* _REQUIRED WORK_:
Write out exactly, please, the lines from the one containing "You are a detection" to the end of the material.

* _RECORDS SHOWN_:
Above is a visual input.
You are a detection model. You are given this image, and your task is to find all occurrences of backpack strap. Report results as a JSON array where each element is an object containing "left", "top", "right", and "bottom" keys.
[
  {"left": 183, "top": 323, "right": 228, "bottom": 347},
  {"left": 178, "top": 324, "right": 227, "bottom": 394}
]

* _EXERCISE SOLUTION_:
You are a detection model. You are given this image, and your task is to find all occurrences of backpack strap. Report results as a JSON array where each element is an object containing "left", "top", "right", and "bottom" keys.
[
  {"left": 183, "top": 323, "right": 228, "bottom": 347},
  {"left": 178, "top": 324, "right": 227, "bottom": 394}
]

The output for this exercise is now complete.